> **FRAGMENT DOKUMENTU**:
╭──

Wdzięczność. Gdy ją masz, to Twój związek się nie rozpadnie?

2

Gdy mamy ją, możemy stworzyć naprawdę stabilną relację. Taką, w której obu stronom się chce. Nikt się o nic nie musi prosić. Nie ma też wysokich wymagań pod tytułem – niech się domyśli. Jest za to gotowość do starania się. I do dążenia do doskonałości. Życie to jednak nie bajka. Czasami wdzięczność nie wystarczy. Zwłaszcza jeśli pada na niewdzięczny grunt.

Wtedy mimo ogromnych starań nie wykiełkuje. Na pustkowiu, gdzie hula wiatr i nie ma nadziei na ożywiającą wodę żadne pokłady wdzięczności nie stworzą bujnej w roślinność oazy. I trzeba się z tym pogodzić. Co nie znaczy, że wdzięczność należy na wstępie przekreślać. Nie. Warto poznać jej moc. Bo jest ona ogromna.

 wdzięczność

Zrozumieć czyjś wysiłek

Tak to jest, że zazwyczaj bardziej cenimy swój wysiłek niż kogoś. Widzimy rzeczywistość przez swój pryzmat. To zrozumiałe.

Niekoniecznie czyjaś praca jawi się nam tak samo jak nasza. Zwłaszcza jeśli jest całkiem inna niż ta wykonywana przez nas. I nie mamy świadomości, jak bardzo bywa ona trudna, męcząca i wymagająca czasu. Jeśli danej rzeczy nigdy nie wykonywałyśmy albo wykonujemy ją bardzo rzadko, możemy dany wysiłek lekceważyć.

Mamy tendencję, by bagatelizować czyjeś starania. Często mówimy, sama bym mogła zrobić to samo, lepiej. Czasami dodajemy – gdyby to czy tamto.

Im mamy mniejszą wiedzę, tym gorzej dla wdzięczności, którą odczuwamy. Jeśli do tego dodamy niski poziom empatii, to już w ogóle zaczynają się kłopoty ze zrozumieniem.
Po co nam wdzięczność w relacji?

Tymczasem jeśli:

  •  zrozumiemy czyjś wysiłek – wiemy, na czym dana praca polega, ile potrzebujemy na nią czasu,
  • wykażemy się empatią – rozumiemy, że każdy ma inne kompetencje, poziom energii i dana czynność może być dla określonej osoby dużo trudniejsza niż dla innych. Na przykład dlatego, że dopiero się jej uczy, to możemy być wdzięczne. Bez zrozumienia (wiedzy) i empatii (umiejętności współodczuwania) nie ma mowy o wdzięczności.

Kto nie jest wdzięczny?

╰──

> **WIERSZE DANYCH**:

╭──

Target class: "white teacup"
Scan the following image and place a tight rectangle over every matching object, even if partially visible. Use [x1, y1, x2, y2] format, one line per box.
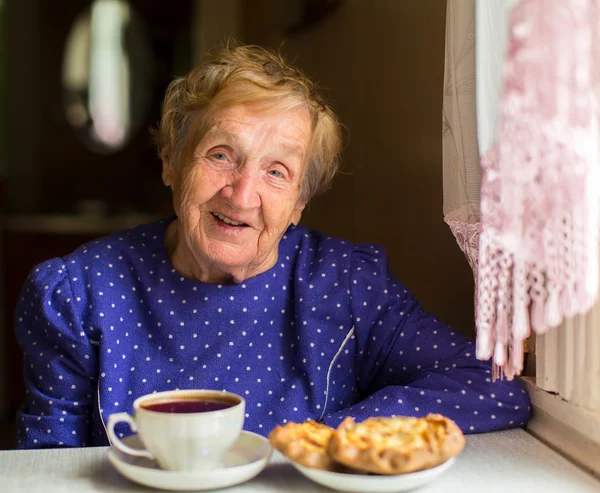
[107, 390, 246, 471]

╰──

> **CEL ĆWICZENIA**: Wypisz wszystkie określenia, którymi tekst o wdzięczności w związku opisuje, jaka bywa cudza praca, której trudności nie jesteśmy świadomi.

> **ODPOWIEDŹ DO ZADANIA**: trudna, męcząca, wymagająca czasu